(Beginning of Source records)

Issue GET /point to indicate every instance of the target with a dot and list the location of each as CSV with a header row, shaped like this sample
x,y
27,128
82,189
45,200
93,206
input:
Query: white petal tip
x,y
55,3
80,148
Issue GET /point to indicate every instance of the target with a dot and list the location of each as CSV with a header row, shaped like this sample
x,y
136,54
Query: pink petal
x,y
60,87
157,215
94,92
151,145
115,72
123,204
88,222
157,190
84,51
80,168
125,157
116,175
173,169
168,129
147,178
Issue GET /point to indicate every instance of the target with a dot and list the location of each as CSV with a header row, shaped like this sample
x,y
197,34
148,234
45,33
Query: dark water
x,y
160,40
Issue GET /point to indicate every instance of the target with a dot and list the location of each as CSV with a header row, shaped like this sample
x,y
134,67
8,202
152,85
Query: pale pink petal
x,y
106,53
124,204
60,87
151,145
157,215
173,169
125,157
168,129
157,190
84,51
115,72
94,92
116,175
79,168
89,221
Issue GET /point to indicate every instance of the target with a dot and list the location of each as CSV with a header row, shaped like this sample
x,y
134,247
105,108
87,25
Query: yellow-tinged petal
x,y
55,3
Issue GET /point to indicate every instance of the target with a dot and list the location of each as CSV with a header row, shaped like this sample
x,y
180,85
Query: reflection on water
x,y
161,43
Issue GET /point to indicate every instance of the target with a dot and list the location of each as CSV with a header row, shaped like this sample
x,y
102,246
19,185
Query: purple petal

(End of Source records)

■ **How to complete this task**
Your task is to copy every entry above, exactly as written.

■ **Answer below**
Issue GET /point to indicate every instance of the target with a dot and list the location of each as CSV with a header row, shaped like this sample
x,y
27,128
82,189
45,200
93,206
input:
Query: white petal tip
x,y
55,3
80,148
Issue GET /point to indicate every instance of the target with a dot and list the location of each as CSV with a header row, shaped like this sample
x,y
136,54
Query: pink petal
x,y
60,87
157,215
94,92
151,145
115,72
123,204
88,222
157,190
84,51
80,168
125,157
116,175
173,169
168,129
147,178
Issue GET /point to indicate every instance of the target with a dot and list the location of each as CSV with a header row, shaped like this sample
x,y
197,34
148,234
45,33
Query: dark water
x,y
160,40
Issue GET /point to indicate every instance of the target with a dot and list the location of each as CSV with a header row, shaped like this sample
x,y
134,67
8,202
152,85
Query: pale pink petal
x,y
106,53
124,204
60,87
151,145
157,215
173,169
125,157
168,129
157,190
84,51
115,72
94,92
116,175
79,168
89,221
Issue GET /point to indicate every instance of the target with a dot and list the location of each as CSV with a header row, shaped like this sample
x,y
134,247
105,108
87,25
Query: yellow-tinged petal
x,y
55,3
Issue GET /point to indicate every instance of the target with a dot and list the location of each as CSV with a header row, shaped like this sample
x,y
180,85
Query: reflection on water
x,y
161,43
Issue GET /point to indicate every instance of the target with a dot and list the location of each as CSV with a header row, shaped like this sample
x,y
102,246
19,185
Query: purple petal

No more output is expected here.